>> BEGIN

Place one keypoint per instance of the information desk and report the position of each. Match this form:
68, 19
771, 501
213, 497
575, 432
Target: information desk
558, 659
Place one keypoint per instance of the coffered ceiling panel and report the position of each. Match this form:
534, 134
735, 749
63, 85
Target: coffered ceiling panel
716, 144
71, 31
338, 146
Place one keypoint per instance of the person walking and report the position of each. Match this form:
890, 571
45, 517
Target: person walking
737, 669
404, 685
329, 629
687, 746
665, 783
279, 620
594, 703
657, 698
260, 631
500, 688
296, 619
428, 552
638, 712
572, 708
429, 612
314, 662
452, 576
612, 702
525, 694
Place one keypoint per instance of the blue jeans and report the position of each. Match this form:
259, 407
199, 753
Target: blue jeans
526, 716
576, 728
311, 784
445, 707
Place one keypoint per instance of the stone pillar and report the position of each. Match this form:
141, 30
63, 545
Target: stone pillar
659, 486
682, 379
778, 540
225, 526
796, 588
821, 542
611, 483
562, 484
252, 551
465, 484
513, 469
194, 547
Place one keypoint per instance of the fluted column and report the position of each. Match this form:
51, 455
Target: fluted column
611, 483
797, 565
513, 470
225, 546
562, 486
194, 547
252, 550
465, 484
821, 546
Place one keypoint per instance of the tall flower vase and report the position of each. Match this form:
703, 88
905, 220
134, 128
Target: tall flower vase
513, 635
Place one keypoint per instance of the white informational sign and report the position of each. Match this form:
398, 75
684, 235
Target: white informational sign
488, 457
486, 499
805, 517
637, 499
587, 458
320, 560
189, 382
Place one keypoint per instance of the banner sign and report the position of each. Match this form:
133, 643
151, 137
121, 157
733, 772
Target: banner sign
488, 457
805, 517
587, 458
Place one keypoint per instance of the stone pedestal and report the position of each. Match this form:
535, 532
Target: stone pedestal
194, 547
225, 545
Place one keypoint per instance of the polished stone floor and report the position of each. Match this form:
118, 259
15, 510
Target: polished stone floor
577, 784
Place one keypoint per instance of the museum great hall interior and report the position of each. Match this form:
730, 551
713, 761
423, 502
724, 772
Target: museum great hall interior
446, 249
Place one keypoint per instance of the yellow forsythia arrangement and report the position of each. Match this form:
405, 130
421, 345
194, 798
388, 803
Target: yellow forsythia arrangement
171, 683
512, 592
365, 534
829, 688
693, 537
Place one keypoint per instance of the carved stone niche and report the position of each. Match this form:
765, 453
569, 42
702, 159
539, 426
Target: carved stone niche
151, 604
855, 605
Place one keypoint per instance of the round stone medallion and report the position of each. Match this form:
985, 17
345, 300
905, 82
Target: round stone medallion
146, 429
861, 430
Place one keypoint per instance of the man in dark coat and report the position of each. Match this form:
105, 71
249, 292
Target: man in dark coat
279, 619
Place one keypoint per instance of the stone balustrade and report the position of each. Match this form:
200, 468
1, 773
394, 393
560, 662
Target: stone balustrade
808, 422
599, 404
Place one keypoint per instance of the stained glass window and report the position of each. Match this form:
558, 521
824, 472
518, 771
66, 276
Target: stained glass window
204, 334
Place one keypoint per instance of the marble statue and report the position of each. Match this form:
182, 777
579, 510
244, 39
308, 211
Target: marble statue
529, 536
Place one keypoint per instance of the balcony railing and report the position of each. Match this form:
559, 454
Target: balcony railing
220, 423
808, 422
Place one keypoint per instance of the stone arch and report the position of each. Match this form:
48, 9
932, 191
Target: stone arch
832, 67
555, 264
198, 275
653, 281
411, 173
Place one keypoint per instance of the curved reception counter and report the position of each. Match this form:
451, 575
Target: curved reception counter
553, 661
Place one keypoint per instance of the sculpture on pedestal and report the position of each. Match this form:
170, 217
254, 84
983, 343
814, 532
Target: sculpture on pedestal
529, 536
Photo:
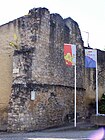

>> END

*Aim*
From the items, extract each line that contains the string "panel" and list those lines in full.

*Complete answer*
Place one keypoint per instance of the coffered ceiling panel and report the position of each. Match this form:
Target: coffered ceiling panel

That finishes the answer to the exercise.